RECORDS FOR THE TASK:

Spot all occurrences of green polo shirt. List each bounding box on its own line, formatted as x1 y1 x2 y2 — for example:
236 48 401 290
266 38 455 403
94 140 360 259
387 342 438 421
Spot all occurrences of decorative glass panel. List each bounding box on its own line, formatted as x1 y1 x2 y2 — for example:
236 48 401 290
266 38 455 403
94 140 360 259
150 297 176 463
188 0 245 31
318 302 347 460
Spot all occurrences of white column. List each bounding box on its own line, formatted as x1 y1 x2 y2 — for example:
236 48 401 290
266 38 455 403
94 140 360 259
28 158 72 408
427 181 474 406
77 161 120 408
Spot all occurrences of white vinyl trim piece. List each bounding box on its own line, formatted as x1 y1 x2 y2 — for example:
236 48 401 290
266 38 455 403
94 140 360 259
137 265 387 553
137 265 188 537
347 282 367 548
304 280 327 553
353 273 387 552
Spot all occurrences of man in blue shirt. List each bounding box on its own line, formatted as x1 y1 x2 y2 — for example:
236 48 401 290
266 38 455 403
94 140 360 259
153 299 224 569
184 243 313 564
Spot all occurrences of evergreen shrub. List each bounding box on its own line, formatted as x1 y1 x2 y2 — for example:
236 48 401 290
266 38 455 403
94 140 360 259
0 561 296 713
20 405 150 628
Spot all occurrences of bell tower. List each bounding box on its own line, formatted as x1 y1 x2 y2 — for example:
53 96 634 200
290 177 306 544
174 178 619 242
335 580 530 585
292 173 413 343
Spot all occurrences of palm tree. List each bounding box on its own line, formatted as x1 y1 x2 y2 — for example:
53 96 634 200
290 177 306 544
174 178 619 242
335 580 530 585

INSTRUCTION:
Copy out every item above with "Spot all occurrences of" swapped for "Locate every instance of" and nothing else changed.

SOLUTION FOR THIS TASK:
Locate every instance of green polo shirt. List each bounding box on its own line, formatted as x1 y1 x2 y2 — for example:
236 48 401 290
266 38 455 403
94 140 360 259
387 342 438 421
Locate every instance of decorative glass panel. List each bounding box on its own line, formatted as x1 y1 x2 y2 — for example:
236 48 401 290
266 38 455 403
94 140 360 259
150 297 176 463
188 0 245 31
318 302 347 460
Locate every instance of white column. List each bounding box on its own line, formatted as x1 y1 x2 y2 — for example:
236 48 401 290
266 38 455 403
94 140 360 259
28 158 72 408
427 181 474 406
77 161 120 408
Locate every instance of white vinyl trim piece. List each bounding box on its own line, formatted as x1 y1 x2 y2 — for example:
236 48 401 290
266 38 455 403
94 140 360 259
137 265 387 553
137 265 188 537
347 282 367 548
304 280 327 553
353 273 387 552
Locate every instance of man in blue shirt. List each bounding box on its own line, formatted as x1 y1 x2 y2 — for example:
236 48 401 290
266 38 455 403
94 140 360 259
153 299 224 569
184 243 313 564
Locate every instance of evergreen shrub. List each bounding box on its own line, formatted as x1 y1 x2 y2 — for example:
236 48 401 290
266 38 455 403
94 140 360 259
0 561 296 713
20 405 150 628
Locate every instance of bell tower. List each bounding box on its own line, formatted as x1 y1 x2 y2 — for example:
53 96 634 200
290 177 306 544
174 178 619 242
335 580 530 585
292 173 413 343
Locate every instance of palm tree. List each bounding box on its own line, formatted as x1 y1 x2 y2 — for example:
53 96 634 200
290 177 306 544
174 178 619 242
335 580 530 585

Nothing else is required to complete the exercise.